Provided records below:

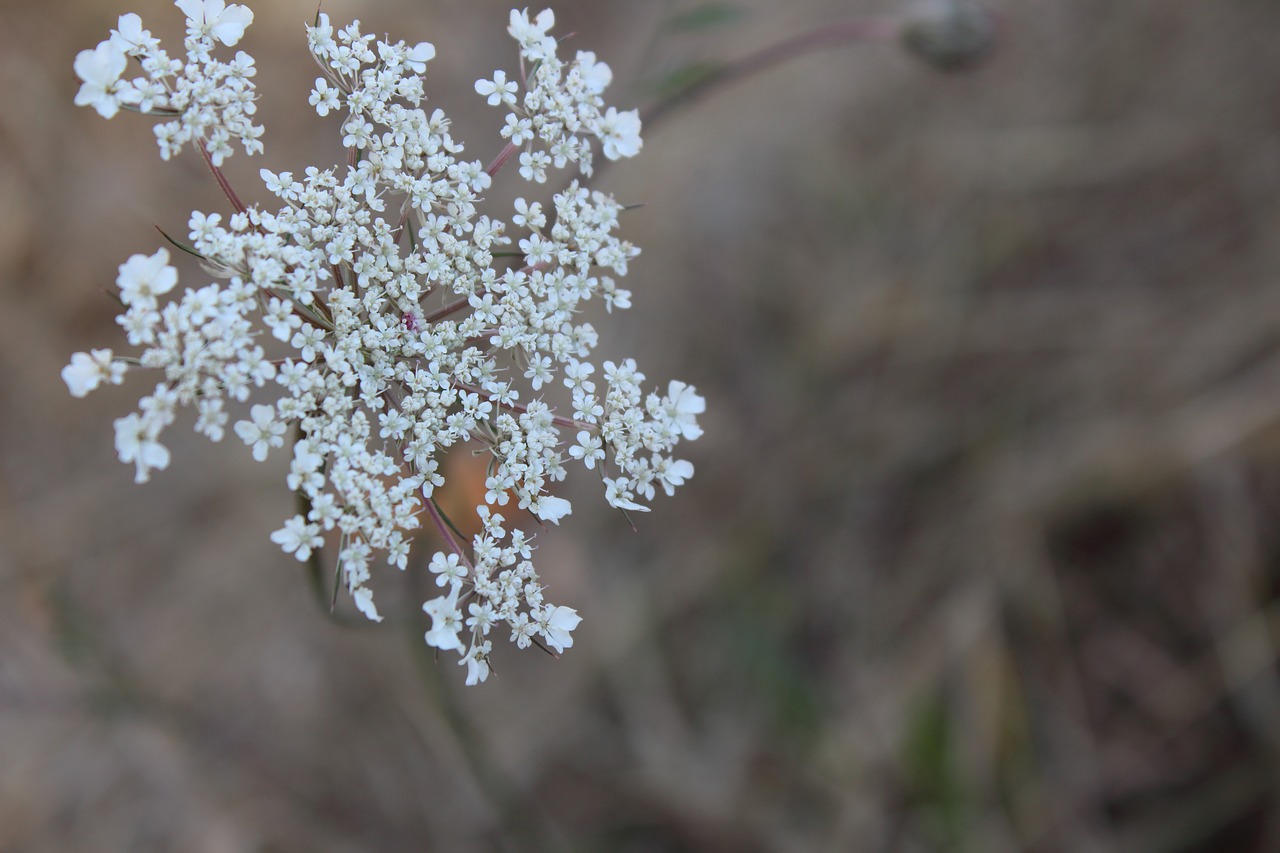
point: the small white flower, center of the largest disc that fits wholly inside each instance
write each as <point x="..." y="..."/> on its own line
<point x="136" y="442"/>
<point x="478" y="662"/>
<point x="498" y="90"/>
<point x="419" y="55"/>
<point x="88" y="370"/>
<point x="298" y="537"/>
<point x="364" y="598"/>
<point x="129" y="35"/>
<point x="215" y="19"/>
<point x="685" y="407"/>
<point x="144" y="277"/>
<point x="100" y="71"/>
<point x="552" y="509"/>
<point x="263" y="432"/>
<point x="621" y="133"/>
<point x="554" y="624"/>
<point x="446" y="623"/>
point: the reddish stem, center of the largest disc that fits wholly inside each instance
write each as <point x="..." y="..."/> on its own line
<point x="831" y="35"/>
<point x="498" y="162"/>
<point x="222" y="179"/>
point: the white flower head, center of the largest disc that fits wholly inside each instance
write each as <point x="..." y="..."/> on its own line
<point x="371" y="315"/>
<point x="215" y="19"/>
<point x="131" y="37"/>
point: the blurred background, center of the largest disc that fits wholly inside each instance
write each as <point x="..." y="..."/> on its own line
<point x="981" y="553"/>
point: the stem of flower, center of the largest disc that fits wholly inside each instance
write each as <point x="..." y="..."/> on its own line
<point x="501" y="159"/>
<point x="222" y="179"/>
<point x="446" y="532"/>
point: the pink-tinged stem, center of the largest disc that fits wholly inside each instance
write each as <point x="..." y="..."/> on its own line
<point x="831" y="35"/>
<point x="222" y="179"/>
<point x="567" y="423"/>
<point x="438" y="520"/>
<point x="498" y="162"/>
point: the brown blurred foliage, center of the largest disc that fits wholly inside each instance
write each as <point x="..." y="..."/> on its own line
<point x="981" y="553"/>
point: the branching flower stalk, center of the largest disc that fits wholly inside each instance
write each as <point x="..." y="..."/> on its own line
<point x="408" y="328"/>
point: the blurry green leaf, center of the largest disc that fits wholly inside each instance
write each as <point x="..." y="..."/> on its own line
<point x="704" y="17"/>
<point x="929" y="762"/>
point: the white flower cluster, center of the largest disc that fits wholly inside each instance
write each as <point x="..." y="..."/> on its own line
<point x="210" y="100"/>
<point x="405" y="328"/>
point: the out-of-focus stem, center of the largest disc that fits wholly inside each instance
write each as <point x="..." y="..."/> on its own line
<point x="831" y="35"/>
<point x="498" y="162"/>
<point x="222" y="179"/>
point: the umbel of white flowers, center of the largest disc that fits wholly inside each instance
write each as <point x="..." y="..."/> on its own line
<point x="394" y="325"/>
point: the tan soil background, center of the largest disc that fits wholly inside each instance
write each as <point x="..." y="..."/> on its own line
<point x="981" y="553"/>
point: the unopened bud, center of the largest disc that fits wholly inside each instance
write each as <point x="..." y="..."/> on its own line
<point x="950" y="35"/>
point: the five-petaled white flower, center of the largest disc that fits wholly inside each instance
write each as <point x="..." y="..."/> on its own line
<point x="215" y="19"/>
<point x="263" y="432"/>
<point x="499" y="90"/>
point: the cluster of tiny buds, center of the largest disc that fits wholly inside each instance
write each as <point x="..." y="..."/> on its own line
<point x="385" y="316"/>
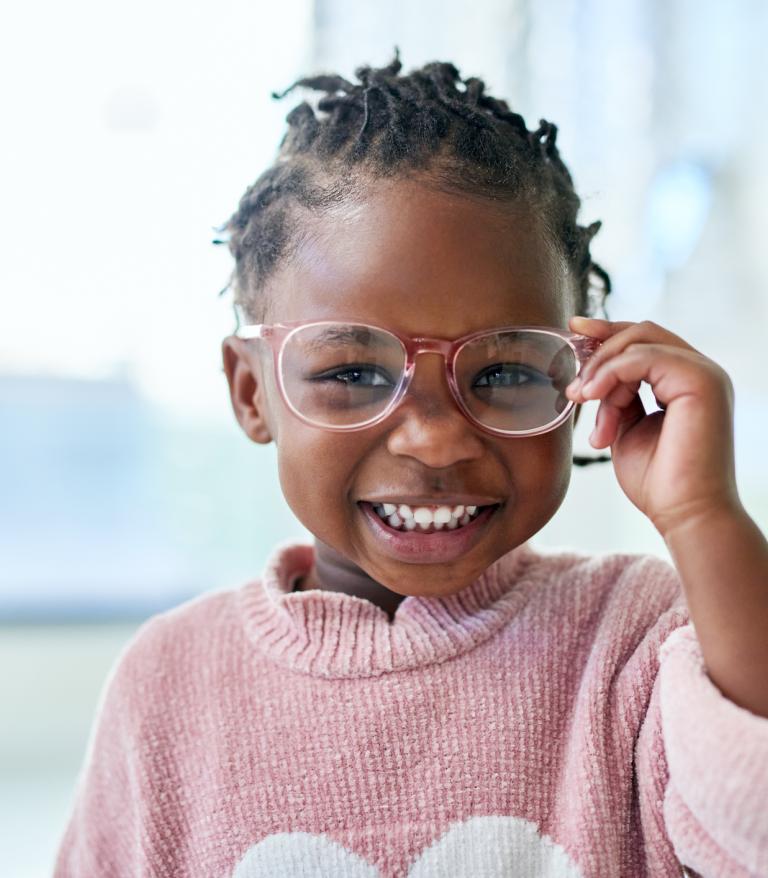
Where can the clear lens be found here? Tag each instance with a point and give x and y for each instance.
(516, 380)
(346, 374)
(342, 374)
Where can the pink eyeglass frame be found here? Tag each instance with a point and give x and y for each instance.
(276, 334)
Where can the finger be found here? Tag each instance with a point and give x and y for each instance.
(614, 420)
(635, 333)
(670, 372)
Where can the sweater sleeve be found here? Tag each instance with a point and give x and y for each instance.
(104, 834)
(701, 763)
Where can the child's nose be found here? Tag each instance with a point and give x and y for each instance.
(429, 424)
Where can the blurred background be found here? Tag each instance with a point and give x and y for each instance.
(126, 486)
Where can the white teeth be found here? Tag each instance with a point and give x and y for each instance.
(405, 517)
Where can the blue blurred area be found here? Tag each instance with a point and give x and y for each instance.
(111, 508)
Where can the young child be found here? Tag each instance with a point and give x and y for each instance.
(421, 692)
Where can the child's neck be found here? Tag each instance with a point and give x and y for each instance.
(333, 572)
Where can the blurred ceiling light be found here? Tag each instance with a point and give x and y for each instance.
(679, 200)
(130, 108)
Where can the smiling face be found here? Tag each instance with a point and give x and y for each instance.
(422, 263)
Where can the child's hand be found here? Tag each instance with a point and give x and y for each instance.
(674, 463)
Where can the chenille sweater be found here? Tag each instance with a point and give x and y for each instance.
(553, 718)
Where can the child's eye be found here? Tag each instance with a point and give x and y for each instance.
(354, 375)
(512, 375)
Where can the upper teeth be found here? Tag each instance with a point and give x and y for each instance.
(424, 516)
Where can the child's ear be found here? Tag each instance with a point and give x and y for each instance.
(246, 389)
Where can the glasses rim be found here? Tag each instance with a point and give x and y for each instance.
(277, 335)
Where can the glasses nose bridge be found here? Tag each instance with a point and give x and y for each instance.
(422, 345)
(439, 346)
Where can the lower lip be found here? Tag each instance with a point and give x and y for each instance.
(423, 548)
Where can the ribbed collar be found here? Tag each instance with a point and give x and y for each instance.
(333, 634)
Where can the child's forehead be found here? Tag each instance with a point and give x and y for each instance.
(401, 261)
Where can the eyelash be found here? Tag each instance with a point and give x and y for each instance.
(531, 376)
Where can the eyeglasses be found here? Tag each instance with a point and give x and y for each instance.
(508, 381)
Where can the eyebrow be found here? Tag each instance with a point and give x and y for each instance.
(339, 335)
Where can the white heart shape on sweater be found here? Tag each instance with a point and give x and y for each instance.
(492, 846)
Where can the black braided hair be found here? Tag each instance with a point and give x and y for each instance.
(429, 123)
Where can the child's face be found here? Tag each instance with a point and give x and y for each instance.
(428, 264)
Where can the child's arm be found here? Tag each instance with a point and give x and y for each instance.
(677, 466)
(701, 758)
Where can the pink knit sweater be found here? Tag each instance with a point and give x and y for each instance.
(554, 718)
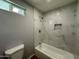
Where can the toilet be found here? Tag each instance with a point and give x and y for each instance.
(15, 52)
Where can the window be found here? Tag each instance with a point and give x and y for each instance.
(9, 6)
(18, 10)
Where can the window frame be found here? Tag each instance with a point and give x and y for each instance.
(16, 5)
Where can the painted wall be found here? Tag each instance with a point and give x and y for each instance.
(63, 37)
(37, 27)
(16, 29)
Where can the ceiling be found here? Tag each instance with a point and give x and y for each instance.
(47, 5)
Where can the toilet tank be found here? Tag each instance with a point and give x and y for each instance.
(15, 52)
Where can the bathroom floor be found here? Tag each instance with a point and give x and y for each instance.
(34, 57)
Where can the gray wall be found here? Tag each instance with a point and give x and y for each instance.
(77, 37)
(16, 29)
(64, 38)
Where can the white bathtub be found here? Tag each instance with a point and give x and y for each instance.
(49, 52)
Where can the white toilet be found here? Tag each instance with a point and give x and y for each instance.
(16, 52)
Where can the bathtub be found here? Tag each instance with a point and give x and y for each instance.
(45, 51)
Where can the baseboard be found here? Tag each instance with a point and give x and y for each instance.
(31, 56)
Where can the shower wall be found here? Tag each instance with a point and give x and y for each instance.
(59, 27)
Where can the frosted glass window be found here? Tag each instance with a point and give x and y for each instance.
(10, 6)
(4, 5)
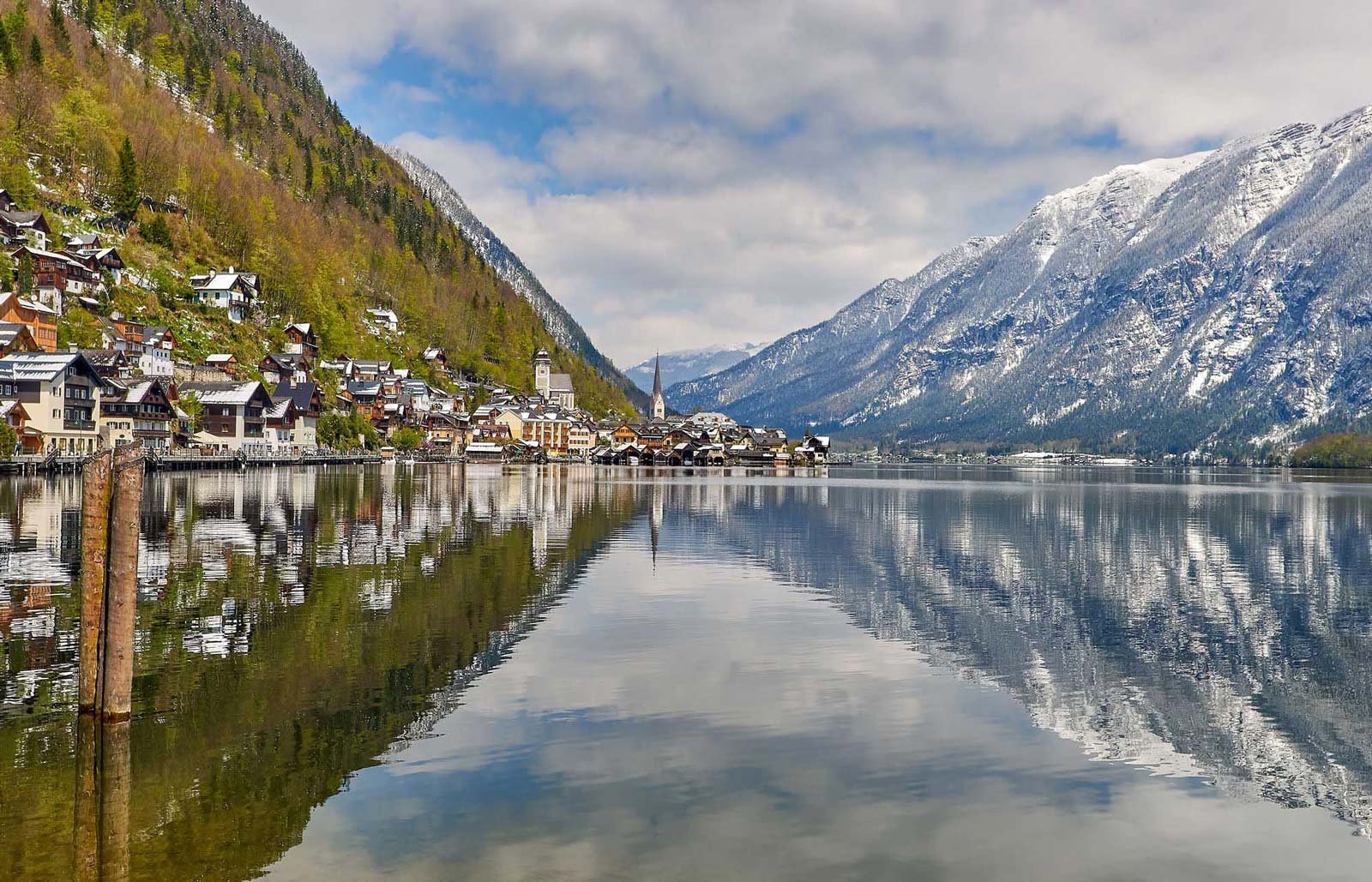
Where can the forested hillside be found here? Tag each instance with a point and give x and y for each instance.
(240, 158)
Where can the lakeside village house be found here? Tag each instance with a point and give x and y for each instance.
(128, 390)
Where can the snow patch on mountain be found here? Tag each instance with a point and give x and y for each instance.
(1170, 303)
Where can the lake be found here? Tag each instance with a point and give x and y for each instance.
(441, 672)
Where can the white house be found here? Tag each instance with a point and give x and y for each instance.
(231, 291)
(383, 320)
(61, 393)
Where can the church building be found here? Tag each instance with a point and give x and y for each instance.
(556, 388)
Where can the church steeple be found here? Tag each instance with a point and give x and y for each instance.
(659, 402)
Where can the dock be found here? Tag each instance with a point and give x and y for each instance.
(173, 461)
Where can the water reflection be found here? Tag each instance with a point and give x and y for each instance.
(1193, 627)
(573, 672)
(292, 628)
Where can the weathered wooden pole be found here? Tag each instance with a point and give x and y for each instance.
(95, 543)
(123, 591)
(116, 783)
(87, 827)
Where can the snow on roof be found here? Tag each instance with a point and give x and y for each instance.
(223, 393)
(137, 391)
(221, 281)
(40, 365)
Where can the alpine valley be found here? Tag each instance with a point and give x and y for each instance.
(1218, 299)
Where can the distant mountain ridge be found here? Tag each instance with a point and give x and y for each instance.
(683, 365)
(511, 269)
(1214, 298)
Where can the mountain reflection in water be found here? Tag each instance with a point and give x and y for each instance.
(292, 626)
(575, 672)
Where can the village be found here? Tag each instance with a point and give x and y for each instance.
(63, 404)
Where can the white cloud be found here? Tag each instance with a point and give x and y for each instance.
(777, 158)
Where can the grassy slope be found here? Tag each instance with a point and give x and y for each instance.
(232, 129)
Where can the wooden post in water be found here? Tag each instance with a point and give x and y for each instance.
(87, 827)
(116, 782)
(117, 676)
(95, 543)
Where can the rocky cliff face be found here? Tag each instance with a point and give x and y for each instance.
(1218, 297)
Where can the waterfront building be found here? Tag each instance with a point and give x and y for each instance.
(233, 413)
(61, 393)
(137, 409)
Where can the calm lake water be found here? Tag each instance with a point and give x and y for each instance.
(494, 672)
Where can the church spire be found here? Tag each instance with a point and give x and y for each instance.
(659, 402)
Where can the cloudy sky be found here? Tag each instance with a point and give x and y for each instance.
(715, 171)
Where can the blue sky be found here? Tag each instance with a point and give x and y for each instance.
(686, 175)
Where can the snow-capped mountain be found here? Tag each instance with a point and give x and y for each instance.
(1213, 297)
(683, 365)
(512, 271)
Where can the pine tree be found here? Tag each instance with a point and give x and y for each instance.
(58, 22)
(6, 51)
(127, 184)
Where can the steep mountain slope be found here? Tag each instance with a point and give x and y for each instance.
(683, 365)
(240, 158)
(1213, 299)
(512, 271)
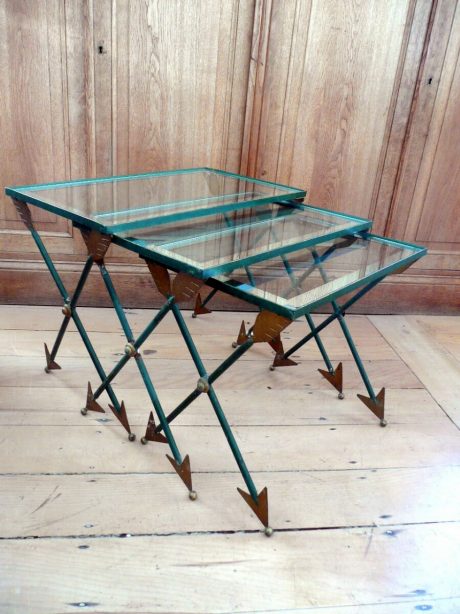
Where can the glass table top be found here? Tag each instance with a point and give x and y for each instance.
(250, 238)
(115, 204)
(220, 242)
(296, 283)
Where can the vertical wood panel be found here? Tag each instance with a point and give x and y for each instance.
(426, 200)
(328, 85)
(32, 130)
(181, 77)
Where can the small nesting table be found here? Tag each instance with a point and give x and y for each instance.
(252, 239)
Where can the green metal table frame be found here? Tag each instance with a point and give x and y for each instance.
(183, 288)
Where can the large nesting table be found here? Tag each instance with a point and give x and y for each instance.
(252, 239)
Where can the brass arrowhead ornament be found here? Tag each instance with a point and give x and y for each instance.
(279, 360)
(121, 415)
(242, 335)
(268, 326)
(182, 470)
(199, 307)
(260, 508)
(150, 434)
(50, 364)
(377, 407)
(91, 403)
(335, 378)
(185, 287)
(160, 276)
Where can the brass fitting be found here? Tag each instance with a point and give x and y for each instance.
(202, 385)
(130, 350)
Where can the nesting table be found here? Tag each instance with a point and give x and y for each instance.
(252, 239)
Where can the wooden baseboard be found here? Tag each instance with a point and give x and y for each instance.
(29, 283)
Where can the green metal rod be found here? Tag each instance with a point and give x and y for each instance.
(49, 263)
(233, 445)
(78, 323)
(60, 335)
(81, 282)
(211, 378)
(94, 358)
(209, 297)
(240, 350)
(309, 319)
(330, 318)
(354, 351)
(73, 302)
(214, 400)
(154, 323)
(319, 343)
(140, 363)
(158, 408)
(351, 344)
(137, 344)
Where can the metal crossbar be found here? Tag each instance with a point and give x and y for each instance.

End of Provided records.

### Your objective
Output consists of exactly the lines from the one containing "Where can the green metal rod" to the end of the records above, retyped without change and with nothing extra.

### Answer area
Where can the green metal rod be found here? Tag each instance with a point and give x and y for each instance.
(49, 263)
(233, 445)
(78, 323)
(60, 335)
(81, 282)
(211, 378)
(94, 358)
(209, 297)
(240, 350)
(309, 319)
(330, 318)
(354, 351)
(73, 302)
(214, 400)
(154, 323)
(319, 343)
(140, 363)
(158, 408)
(351, 344)
(137, 344)
Where can the metal crossbar be found here? Tag each instance with a point and give x and y for each instance.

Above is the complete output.